▶ [Entries provided]:
+---+
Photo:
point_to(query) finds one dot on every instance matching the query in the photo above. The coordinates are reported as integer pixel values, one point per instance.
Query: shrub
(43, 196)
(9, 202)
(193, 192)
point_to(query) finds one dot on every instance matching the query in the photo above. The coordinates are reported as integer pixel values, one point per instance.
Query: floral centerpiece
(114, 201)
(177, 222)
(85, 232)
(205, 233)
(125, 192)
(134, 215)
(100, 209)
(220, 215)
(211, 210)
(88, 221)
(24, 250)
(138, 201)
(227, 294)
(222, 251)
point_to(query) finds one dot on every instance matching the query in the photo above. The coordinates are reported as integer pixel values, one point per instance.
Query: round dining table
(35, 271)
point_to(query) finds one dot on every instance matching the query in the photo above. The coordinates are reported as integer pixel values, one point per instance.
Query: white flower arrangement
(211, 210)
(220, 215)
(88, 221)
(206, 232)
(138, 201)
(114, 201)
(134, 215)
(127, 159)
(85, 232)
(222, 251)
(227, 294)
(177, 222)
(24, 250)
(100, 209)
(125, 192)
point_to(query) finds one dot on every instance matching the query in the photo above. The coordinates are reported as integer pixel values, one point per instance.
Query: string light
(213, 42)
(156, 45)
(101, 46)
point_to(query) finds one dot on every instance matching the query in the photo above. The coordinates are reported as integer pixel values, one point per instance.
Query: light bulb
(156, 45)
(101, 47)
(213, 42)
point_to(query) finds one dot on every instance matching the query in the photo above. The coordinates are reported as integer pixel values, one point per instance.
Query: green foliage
+---+
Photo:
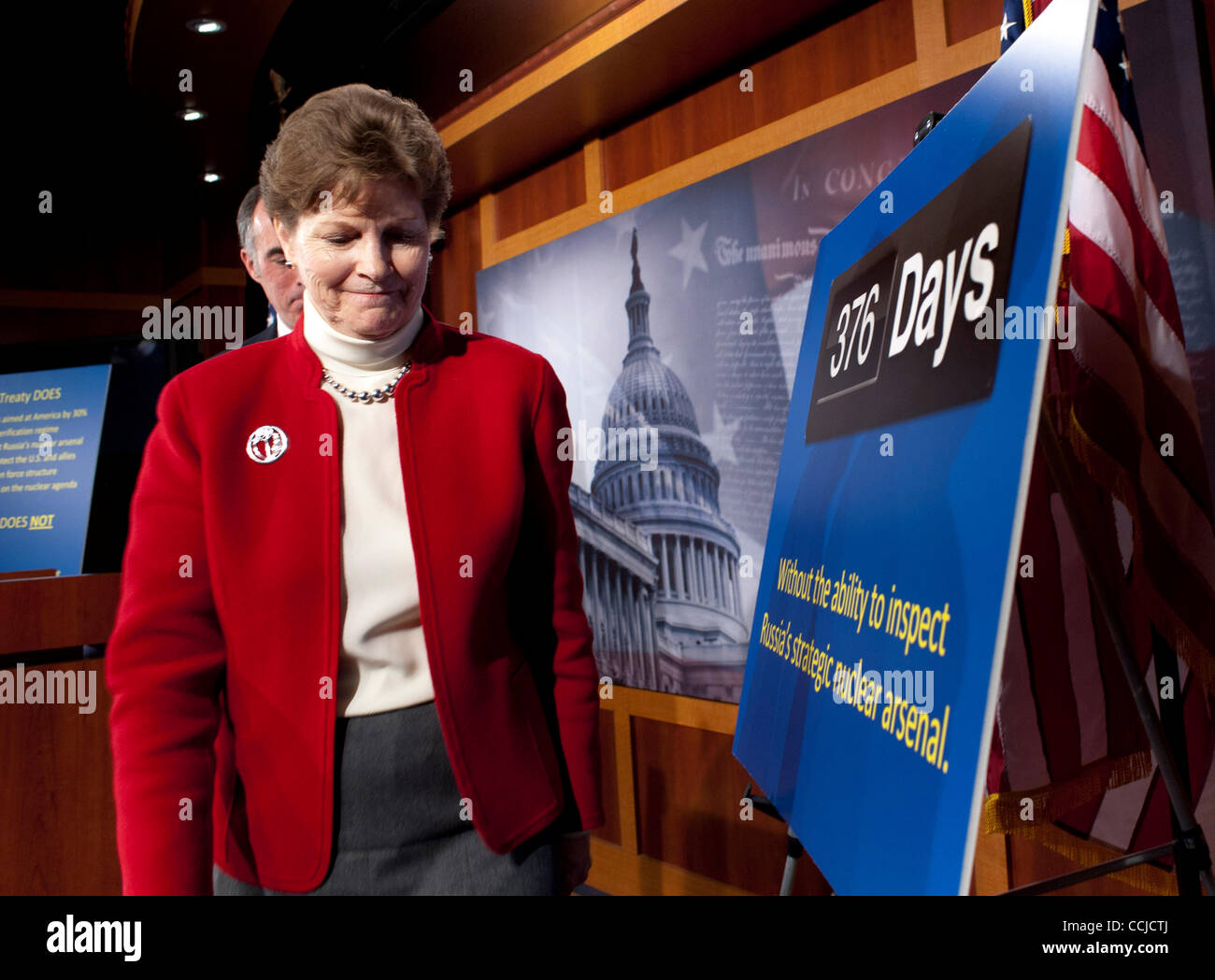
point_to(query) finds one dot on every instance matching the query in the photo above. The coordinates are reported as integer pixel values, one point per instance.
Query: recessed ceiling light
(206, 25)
+---+
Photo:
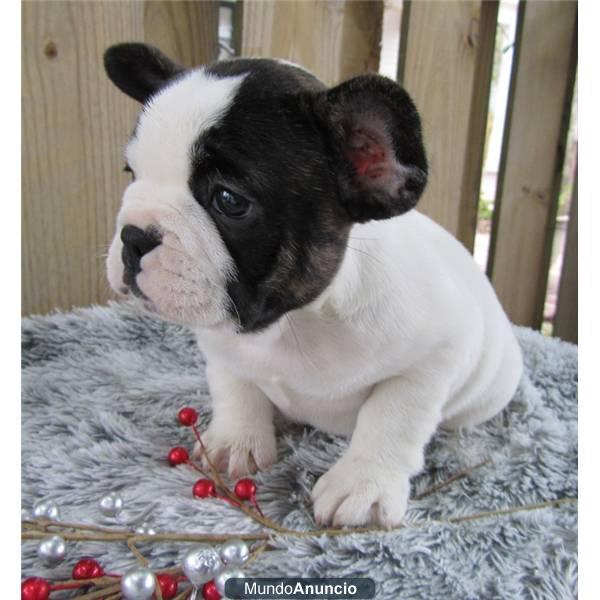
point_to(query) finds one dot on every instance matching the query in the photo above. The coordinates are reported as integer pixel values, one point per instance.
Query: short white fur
+---+
▶ [Task to complete]: Find and copy each line above that contains the word "light".

▶ [Expected answer]:
Query: string light
Query: light bulb
Query: recessed ceiling light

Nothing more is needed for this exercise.